>>>
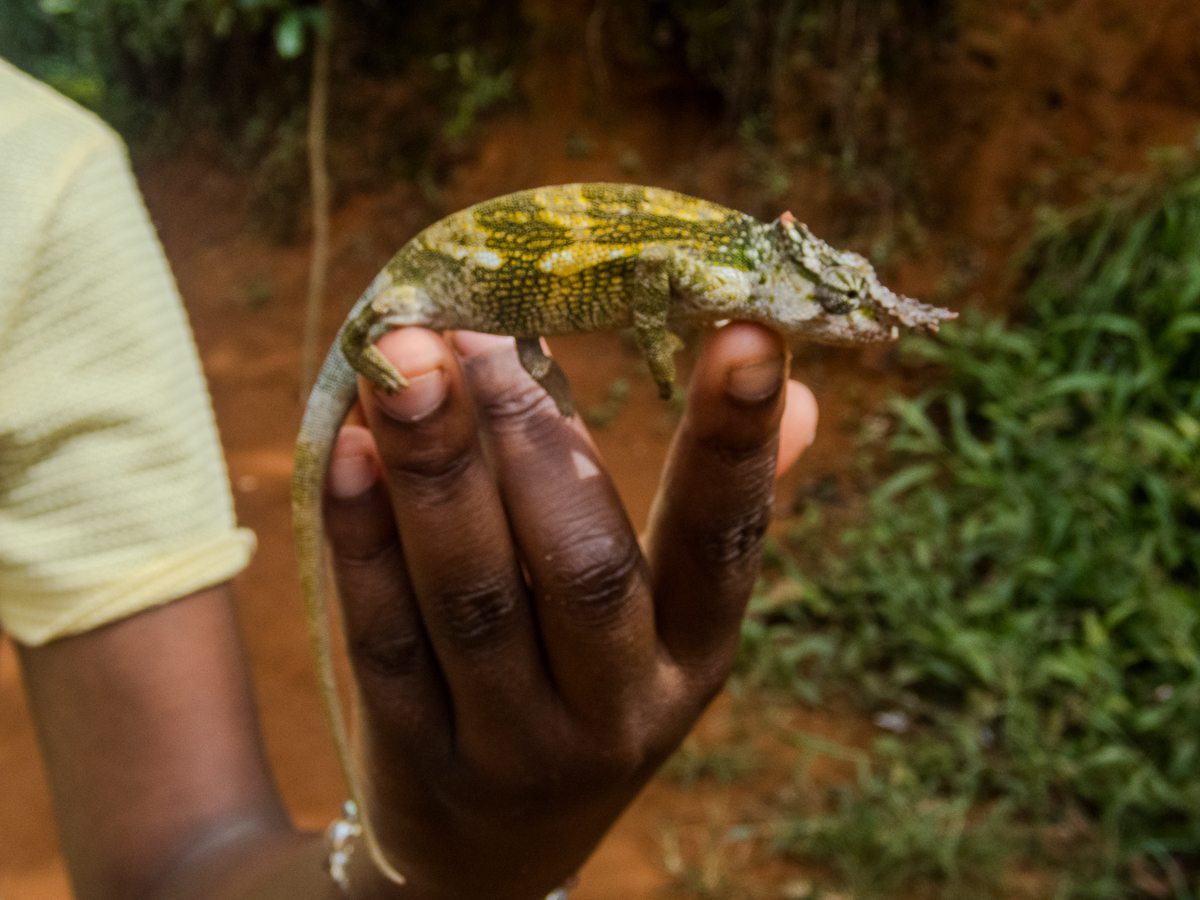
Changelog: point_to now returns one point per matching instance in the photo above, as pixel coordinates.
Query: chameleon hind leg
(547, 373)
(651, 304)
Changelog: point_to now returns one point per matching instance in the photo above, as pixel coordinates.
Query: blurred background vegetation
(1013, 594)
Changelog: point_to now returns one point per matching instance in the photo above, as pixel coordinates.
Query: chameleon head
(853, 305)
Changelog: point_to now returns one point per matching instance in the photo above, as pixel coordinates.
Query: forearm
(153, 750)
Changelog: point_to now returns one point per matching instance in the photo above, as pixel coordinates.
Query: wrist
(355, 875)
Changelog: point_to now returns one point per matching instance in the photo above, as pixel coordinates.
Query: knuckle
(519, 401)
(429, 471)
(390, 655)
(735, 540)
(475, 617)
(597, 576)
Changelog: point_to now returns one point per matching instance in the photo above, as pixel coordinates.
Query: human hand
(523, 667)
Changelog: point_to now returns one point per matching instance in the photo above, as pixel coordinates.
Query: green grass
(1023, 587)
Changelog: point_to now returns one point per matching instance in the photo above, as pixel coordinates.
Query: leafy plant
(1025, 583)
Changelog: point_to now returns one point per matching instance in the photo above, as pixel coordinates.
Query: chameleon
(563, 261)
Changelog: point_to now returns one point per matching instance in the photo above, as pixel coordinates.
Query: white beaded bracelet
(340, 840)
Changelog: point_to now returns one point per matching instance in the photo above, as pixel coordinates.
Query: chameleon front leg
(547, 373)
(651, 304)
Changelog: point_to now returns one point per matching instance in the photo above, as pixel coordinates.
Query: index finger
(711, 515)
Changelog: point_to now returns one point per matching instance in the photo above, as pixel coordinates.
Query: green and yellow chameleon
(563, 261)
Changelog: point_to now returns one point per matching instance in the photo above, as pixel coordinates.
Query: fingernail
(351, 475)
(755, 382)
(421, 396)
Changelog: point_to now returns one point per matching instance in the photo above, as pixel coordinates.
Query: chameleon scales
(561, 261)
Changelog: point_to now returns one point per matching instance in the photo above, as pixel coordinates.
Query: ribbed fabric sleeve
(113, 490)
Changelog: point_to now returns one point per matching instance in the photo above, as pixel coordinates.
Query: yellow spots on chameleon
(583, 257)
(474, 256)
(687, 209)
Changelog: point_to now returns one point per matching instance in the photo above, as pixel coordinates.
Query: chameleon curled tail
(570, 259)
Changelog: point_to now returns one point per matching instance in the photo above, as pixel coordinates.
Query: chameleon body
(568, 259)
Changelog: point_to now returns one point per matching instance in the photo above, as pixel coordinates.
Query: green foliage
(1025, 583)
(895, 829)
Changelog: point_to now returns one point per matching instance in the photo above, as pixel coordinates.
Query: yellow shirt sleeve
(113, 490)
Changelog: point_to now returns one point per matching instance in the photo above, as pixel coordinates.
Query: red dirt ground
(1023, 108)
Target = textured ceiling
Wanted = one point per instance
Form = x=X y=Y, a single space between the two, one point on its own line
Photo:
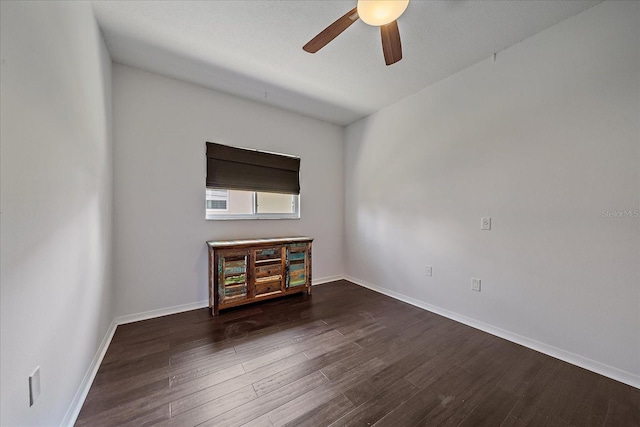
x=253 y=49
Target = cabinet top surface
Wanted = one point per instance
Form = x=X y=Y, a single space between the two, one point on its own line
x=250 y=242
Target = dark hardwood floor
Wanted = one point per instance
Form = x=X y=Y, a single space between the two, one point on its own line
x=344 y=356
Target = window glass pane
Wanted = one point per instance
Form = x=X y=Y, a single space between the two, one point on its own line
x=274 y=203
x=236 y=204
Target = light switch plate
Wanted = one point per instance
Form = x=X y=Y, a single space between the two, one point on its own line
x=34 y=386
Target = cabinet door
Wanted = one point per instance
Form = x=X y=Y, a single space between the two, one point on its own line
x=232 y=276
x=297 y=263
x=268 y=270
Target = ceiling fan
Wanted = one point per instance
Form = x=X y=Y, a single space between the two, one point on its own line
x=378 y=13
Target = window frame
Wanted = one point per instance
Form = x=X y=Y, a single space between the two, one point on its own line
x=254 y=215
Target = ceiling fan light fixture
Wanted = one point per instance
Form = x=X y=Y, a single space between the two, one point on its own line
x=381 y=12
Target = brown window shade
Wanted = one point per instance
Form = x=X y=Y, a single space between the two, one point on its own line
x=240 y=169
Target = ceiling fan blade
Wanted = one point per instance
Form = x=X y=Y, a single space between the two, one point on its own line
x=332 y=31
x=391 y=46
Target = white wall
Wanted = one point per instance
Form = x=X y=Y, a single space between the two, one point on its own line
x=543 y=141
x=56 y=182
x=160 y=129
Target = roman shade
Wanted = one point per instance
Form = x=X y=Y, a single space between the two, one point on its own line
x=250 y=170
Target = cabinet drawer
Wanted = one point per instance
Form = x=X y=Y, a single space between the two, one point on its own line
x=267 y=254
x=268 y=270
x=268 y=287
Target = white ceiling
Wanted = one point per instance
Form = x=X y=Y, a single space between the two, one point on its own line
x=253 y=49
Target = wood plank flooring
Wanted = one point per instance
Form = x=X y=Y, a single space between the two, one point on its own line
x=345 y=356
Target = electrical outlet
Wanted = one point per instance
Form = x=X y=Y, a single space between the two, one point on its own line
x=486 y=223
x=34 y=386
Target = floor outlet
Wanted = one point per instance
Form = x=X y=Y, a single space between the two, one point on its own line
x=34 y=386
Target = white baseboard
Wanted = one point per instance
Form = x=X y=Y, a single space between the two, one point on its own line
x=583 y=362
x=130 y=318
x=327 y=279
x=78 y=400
<<<
■ What you will do:
If a line in the listing holds the word "outlet", list that line.

■ Solution:
Target = electrical outlet
Target = floor outlet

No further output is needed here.